═════ Given information ═════

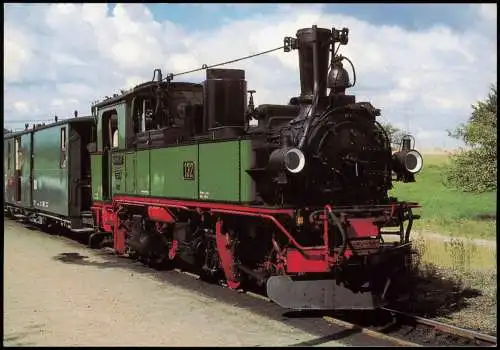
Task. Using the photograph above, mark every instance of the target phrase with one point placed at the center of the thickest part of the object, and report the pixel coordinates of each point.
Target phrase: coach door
(26, 161)
(18, 167)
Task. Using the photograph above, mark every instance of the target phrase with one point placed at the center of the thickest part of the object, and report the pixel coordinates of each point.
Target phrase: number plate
(188, 170)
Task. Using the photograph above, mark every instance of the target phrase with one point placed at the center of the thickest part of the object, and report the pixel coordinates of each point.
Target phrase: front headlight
(295, 160)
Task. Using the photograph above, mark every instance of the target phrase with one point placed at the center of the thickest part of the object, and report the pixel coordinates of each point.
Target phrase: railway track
(401, 325)
(475, 338)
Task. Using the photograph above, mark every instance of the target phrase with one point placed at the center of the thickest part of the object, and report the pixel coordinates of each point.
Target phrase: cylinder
(305, 38)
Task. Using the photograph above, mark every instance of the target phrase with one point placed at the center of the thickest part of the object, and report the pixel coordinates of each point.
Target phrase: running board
(82, 230)
(320, 294)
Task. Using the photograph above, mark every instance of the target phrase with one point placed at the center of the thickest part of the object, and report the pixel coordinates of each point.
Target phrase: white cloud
(74, 54)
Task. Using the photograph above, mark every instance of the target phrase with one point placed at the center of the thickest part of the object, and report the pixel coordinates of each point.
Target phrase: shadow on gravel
(77, 259)
(435, 294)
(321, 340)
(308, 322)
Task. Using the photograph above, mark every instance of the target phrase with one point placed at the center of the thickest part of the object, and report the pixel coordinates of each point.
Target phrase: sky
(423, 65)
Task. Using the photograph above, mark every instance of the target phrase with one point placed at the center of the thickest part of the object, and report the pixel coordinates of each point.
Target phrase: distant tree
(475, 169)
(395, 134)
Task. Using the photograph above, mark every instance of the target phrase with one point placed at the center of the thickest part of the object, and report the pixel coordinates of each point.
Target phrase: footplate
(320, 294)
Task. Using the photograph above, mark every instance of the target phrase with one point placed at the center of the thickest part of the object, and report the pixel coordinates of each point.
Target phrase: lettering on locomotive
(188, 170)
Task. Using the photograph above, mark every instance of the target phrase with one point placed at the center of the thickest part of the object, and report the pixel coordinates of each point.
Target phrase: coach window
(18, 153)
(9, 150)
(63, 148)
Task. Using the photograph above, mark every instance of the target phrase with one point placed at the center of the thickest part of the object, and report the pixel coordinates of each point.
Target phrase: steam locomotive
(175, 173)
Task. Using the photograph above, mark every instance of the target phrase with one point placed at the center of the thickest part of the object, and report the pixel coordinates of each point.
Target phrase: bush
(475, 169)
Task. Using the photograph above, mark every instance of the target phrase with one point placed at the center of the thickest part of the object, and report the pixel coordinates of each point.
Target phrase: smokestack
(307, 45)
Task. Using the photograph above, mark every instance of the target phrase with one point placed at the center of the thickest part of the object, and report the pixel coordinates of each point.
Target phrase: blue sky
(422, 64)
(410, 16)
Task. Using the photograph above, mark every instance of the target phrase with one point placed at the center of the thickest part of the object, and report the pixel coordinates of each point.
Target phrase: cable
(171, 75)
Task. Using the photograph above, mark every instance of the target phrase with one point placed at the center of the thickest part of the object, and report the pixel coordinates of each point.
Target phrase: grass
(445, 210)
(461, 256)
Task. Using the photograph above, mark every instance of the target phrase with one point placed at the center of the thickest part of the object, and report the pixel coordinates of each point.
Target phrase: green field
(445, 210)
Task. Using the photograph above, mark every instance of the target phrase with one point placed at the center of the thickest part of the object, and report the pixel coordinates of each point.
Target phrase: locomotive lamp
(290, 159)
(407, 161)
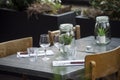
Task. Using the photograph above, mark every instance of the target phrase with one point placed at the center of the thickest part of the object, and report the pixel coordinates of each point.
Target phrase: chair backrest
(13, 46)
(76, 30)
(103, 64)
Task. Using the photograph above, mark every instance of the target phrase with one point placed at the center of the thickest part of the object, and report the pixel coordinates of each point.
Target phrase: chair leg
(24, 77)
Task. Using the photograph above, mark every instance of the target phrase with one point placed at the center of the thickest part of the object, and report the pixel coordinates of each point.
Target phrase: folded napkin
(39, 53)
(68, 62)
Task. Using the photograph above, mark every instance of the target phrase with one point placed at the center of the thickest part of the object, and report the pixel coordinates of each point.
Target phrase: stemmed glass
(44, 43)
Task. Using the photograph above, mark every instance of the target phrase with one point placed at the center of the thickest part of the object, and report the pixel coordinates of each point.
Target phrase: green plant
(15, 4)
(47, 6)
(101, 31)
(109, 7)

═════

Description of the task: Output the entries above exactly. Drop the pictures.

Task answer:
Task. Using the photograph above, mark every instance of the target phrase with one point placed at the center of the thickest part of the object, and report the pixel coordinates of each point.
Target phrase: coach door
(26, 161)
(18, 167)
Task. Using the photograph above, mark every instance of the target phrase with one point placed at the center of the thickest part of the object, and report the pixel coordinates of each point.
Target phrase: number plate
(188, 170)
Task. Using the photograph above, mark every instance of the target phrase with one point placed at the center of the thickest part of the object, and report the pixel coordinates of each point.
Target phrase: front headlight
(295, 160)
Task. Using the photograph above, mark every instance of the target phrase with one point placed at the center of the thickest part of the object, and report the pixel coordinates of each point.
Target phrase: railway track
(401, 325)
(475, 338)
Task. Using the photograph above, mark every instance of the target phrase with one point placed at the center of the thickest part of the object, and report the pixel coordinates of each point.
Target phrase: cylinder
(305, 38)
Task. Using the photograph above, mark every instance of the target phrase with one point placed at the center of the thickest part of the object, and report the pixel coordinates of each point.
Target phrase: running board
(82, 230)
(320, 294)
Task. Using the photograph above, mark every instance of the target phrase with one point placed at the center of the thickest part of the object, and report the pixel coordinates of each point.
Target phrase: white cloud
(74, 54)
Task. Using the photograph above, mark every instance of the target phrase with one point placed at the center of the thickest part of the object, and report the pixel coordinates of each point.
Target phrase: shadow on gravel
(77, 259)
(435, 294)
(321, 340)
(308, 322)
Task. Using the photograph above, mark every instance of the target phrase with one point placed at the center of the thickest part of the object, and report the pixel coordinates of each point.
Target phrase: sky
(423, 65)
Task. Using the photograph above, mark every instance of the target phrase with one point placed at the center of the thickest part of the object, and report the pixel coordinates of each point.
Target phrase: distant tree
(475, 169)
(395, 134)
Task. Using the photograph above, mark every instance of the target phrase with one point placed at the center of the thickest part of the object, and report the pixel coordinates of each point.
Target phrase: footplate
(320, 294)
Task. Using the photograph above, mark every instance of the target phrase with one point placed at the center of the thickest part of the object, and report the pixel coordinates of each point.
Target phrase: lettering on locomotive
(188, 170)
Task. Using the photograph above, mark every instance of the target phrase with one point placed at the center of the thickest part of the object, and report the pixel coordinates of each point.
Target phrase: coach window
(18, 153)
(9, 150)
(63, 148)
Task. Using the photograph above, mark every instance of the target phrase with one point placed at the center of the thickest part of the object, and report the pixel coordinates of each point.
Target phrase: steam locomotive
(175, 173)
Task. Using the photograph above, mark every instance of the target phrase with one point placed at the center of the thickest part of the object, and report the pixel coordinates of each point.
Target phrase: bush
(475, 169)
Task. Using the photograph above, mark every instance of the target phrase with one point placed at the center of the thickest part of the object, and report the pixel coordinates of each point.
Target phrase: smokestack
(307, 45)
Task. Using the photograph above, mark every instance of the target phrase with one point placed at the center of the thickest part of the object, and report the pixel coordinates of each point.
Target phrase: blue sky
(422, 64)
(410, 16)
Task. Using the photograph above, mark every instance of the target phrase with one point placed at the center of the thickest part of the object, and report the pixel coordinates of each point.
Target phrase: cable
(171, 75)
Task. Using the photograph above, mark every instance of the target phrase with one point placed at the center of the thickest part of the object, and report the pixel coordinates of each point.
Target phrase: grass
(445, 210)
(461, 256)
Task. Using the photograph above, mark every instance of the target phrase with one point placed at the center of the thickest part of the object, and report the pixel coordinates of each point.
Target phrase: green field
(445, 210)
Task. Using the photograph above, mark every instance of the target phrase with one point placed at the center of the thickest part of the object, and report the pixel coordinates of each point.
Target phrase: locomotive lamp
(290, 159)
(407, 161)
Task. Using the photograph above, mark every instance of the target phrase with one point placed at the center of the thickest part of the object, and report the pixel coordinates of each point.
Target phrase: chair backrest
(13, 46)
(76, 30)
(103, 64)
Task. Using the photograph above, mark every instance of the target phrase with one point placed at the center of the thickest part of the object, and report the pixel coordinates of each point.
Target phrase: chair leg
(24, 77)
Task. Using the photograph above, mark every instance of the target phrase with one point placed at the center of the thickest part of the object, and report the pixel coordinates of each point.
Target phrase: folded napkin
(39, 53)
(68, 62)
Task. Using the photograph above, mark every instance of the target phrase with one point placed at the center of the thickest part of the object, and report the pixel coordinates of each point.
Target phrase: stemmed glass
(44, 43)
Task. Using the photograph above, mark every instance of the target phrase with one point placed at the center of the thickest part of the object, and report the pixel coordinates of each point.
Target phrase: green plant
(15, 4)
(47, 6)
(101, 31)
(109, 7)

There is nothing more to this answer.